Extract the records in full, leaving every picture out.

*Image annotation data*:
◆ ◆ ◆ ◆ ◆ ◆ ◆

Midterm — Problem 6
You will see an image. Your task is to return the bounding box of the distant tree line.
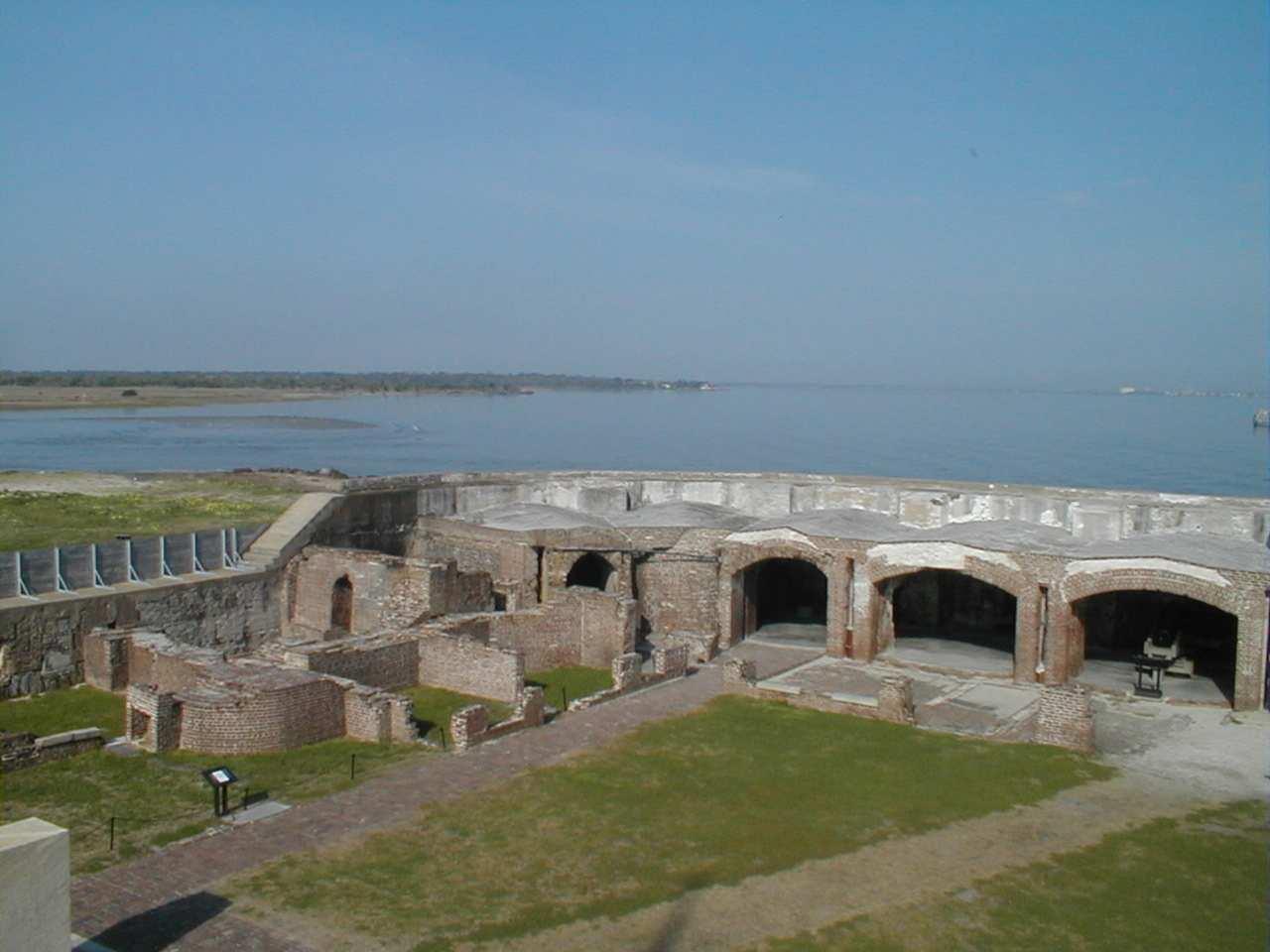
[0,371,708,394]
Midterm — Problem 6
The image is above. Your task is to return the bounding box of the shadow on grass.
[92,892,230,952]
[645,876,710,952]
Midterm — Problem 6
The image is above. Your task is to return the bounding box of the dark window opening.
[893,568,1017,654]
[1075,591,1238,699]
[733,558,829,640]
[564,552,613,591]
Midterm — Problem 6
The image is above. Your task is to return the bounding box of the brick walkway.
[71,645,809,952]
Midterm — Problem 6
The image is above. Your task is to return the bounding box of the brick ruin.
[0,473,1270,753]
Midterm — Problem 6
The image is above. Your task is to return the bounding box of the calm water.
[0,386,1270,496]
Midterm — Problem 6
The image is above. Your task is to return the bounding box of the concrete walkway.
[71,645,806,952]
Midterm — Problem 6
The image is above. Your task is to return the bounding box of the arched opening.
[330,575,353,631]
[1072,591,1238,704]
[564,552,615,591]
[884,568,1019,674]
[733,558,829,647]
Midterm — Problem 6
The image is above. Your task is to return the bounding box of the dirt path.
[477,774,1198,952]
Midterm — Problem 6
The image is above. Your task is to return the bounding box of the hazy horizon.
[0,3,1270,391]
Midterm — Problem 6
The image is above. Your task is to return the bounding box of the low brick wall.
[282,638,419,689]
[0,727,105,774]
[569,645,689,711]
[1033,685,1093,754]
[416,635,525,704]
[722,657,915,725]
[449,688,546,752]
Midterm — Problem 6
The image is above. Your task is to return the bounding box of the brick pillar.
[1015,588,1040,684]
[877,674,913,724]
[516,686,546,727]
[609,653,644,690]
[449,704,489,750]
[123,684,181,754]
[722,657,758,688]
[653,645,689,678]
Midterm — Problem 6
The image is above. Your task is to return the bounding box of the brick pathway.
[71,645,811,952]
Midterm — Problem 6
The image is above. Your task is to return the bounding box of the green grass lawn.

◆ ◆ ◆ ◆ ◆ ◆ ◆

*Written response*:
Midterm — Problem 6
You will see an image. Your task is to return the bounding box of the distant tree line.
[0,371,708,394]
Midterm — Problem 6
The image is above. Your task is to return the bounding box of the shadow on grass.
[92,892,230,952]
[645,876,710,952]
Midterm — Problem 6
The image is above. Your task is to return the bounding box of the dark window opening.
[893,568,1017,654]
[1075,591,1238,699]
[733,558,829,640]
[564,552,613,591]
Midterm — Problem 6
The image is above. Your task is to return the bounding box of the brick walkway.
[71,645,809,952]
Midterm — Problem 6
The image is above. Your task is to return the bounding box of the brick ruin.
[0,473,1270,753]
Midterm — Problem 6
The image is above. Your task is to return the bounding box of the calm water.
[0,386,1270,496]
Midterm — Problem 6
The image is above. Your task is to return the bounding box of the concrete walkway.
[71,645,806,952]
Midterm — Problem 6
The image is above. Your task is to return the bounding box of the arched opening.
[330,575,353,631]
[1072,591,1238,704]
[564,552,615,591]
[884,568,1019,674]
[733,558,829,647]
Midterm — Problem 6
The image is above. Your task is to return the bounding box of the dirt path.
[477,774,1198,952]
Midterm — Problem 6
The image is above. Your task is to return the bounding box of the hazy horizon.
[0,3,1270,391]
Midterm — Problem 6
The image is above. Your task is to return the bounding box of the low brick wall.
[282,638,419,689]
[0,727,105,774]
[569,645,689,711]
[1033,685,1093,754]
[416,635,525,704]
[722,657,915,725]
[449,688,546,752]
Midterm — Problem 6
The image is above. Your task is to return the bounding box of the brick pillar.
[1015,588,1040,684]
[877,674,913,724]
[516,686,546,727]
[609,653,644,690]
[449,704,489,750]
[123,684,181,754]
[722,657,758,688]
[653,645,689,678]
Midterm — Problem 6
The image is above. Your task is to return the bounding box of the brick pathway.
[71,645,811,952]
Midterm — Problem 6
The image is above. Your task is to return the bounding box of the green grass lawn.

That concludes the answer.